* **PASSAGE TO READ**
Pull back from the detail – tapestry – personal loss

MONDAY, 21 NOVEMBER 2005

19:28

A handyman goes to a neighbouring town late one afternoon to fix a washing machine. For 45 minutes he is focused on the machine in front of him, all the wires and plugs and tubes, and all the tools he needs. Perhaps he lies flat on his back on the kitchen floor with his concentration sharply focused on what he is doing. This is as it should be; this is how he will get the job done properly.

This handyman must however be able to pull back at any moment from the washing machine in front of him, and answer questions on issues more important than this specific washing machine. For example, he must have a vague idea in whose house he is – maybe the local dentist; he should know in what town he is – not his own town, but the neighbouring town; he must know what time he wants to be at home – perhaps around 18:00; he must also know how to drive to get home; perhaps even what the weather looks like outside – maybe he has heard the thunder of an approaching storm. If the situation requires it, he may also consider other things: his age – mid-forties; his family – wife and two children; income – ±R12,000 per month; and his financial obligations – home and car payments, groceries, school fees, insurance policies, etcetera.

* **TASK DETAILS**
Echo the handyman passage word for word, from its first line to its last. The items that come next have no connection to the handyman passage.

* **GIVEN DATA**

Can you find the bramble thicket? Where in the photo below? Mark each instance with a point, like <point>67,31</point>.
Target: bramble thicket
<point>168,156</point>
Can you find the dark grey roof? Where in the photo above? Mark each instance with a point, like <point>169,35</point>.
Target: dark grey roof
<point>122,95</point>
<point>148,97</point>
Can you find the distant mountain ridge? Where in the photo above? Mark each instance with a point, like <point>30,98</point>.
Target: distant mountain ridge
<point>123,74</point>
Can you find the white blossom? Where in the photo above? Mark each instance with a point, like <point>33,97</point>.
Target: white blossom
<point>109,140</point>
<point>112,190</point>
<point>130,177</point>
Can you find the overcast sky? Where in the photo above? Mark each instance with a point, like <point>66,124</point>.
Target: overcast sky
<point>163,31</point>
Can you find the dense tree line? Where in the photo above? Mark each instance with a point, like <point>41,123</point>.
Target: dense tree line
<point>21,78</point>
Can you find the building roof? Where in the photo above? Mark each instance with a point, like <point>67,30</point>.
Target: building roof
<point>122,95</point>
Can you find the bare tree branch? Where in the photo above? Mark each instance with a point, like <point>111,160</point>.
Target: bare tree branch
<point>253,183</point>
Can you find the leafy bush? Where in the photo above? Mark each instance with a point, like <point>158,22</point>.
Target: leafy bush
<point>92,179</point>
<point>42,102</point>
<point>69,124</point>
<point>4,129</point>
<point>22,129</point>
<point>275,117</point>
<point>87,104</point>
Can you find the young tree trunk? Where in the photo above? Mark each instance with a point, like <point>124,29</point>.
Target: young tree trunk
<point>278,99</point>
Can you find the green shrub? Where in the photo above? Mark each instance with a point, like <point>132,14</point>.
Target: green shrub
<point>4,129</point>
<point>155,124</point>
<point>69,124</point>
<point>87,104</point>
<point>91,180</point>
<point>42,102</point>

* **RESULT FOR THIS EXERCISE**
Pull back from the detail – tapestry – personal loss

MONDAY, 21 NOVEMBER 2005

19:28

A handyman goes to a neighbouring town late one afternoon to fix a washing machine. For 45 minutes he is focused on the machine in front of him, all the wires and plugs and tubes, and all the tools he needs. Perhaps he lies flat on his back on the kitchen floor with his concentration sharply focused on what he is doing. This is as it should be; this is how he will get the job done properly.

This handyman must however be able to pull back at any moment from the washing machine in front of him, and answer questions on issues more important than this specific washing machine. For example, he must have a vague idea in whose house he is – maybe the local dentist; he should know in what town he is – not his own town, but the neighbouring town; he must know what time he wants to be at home – perhaps around 18:00; he must also know how to drive to get home; perhaps even what the weather looks like outside – maybe he has heard the thunder of an approaching storm. If the situation requires it, he may also consider other things: his age – mid-forties; his family – wife and two children; income – ±R12,000 per month; and his financial obligations – home and car payments, groceries, school fees, insurance policies, etcetera.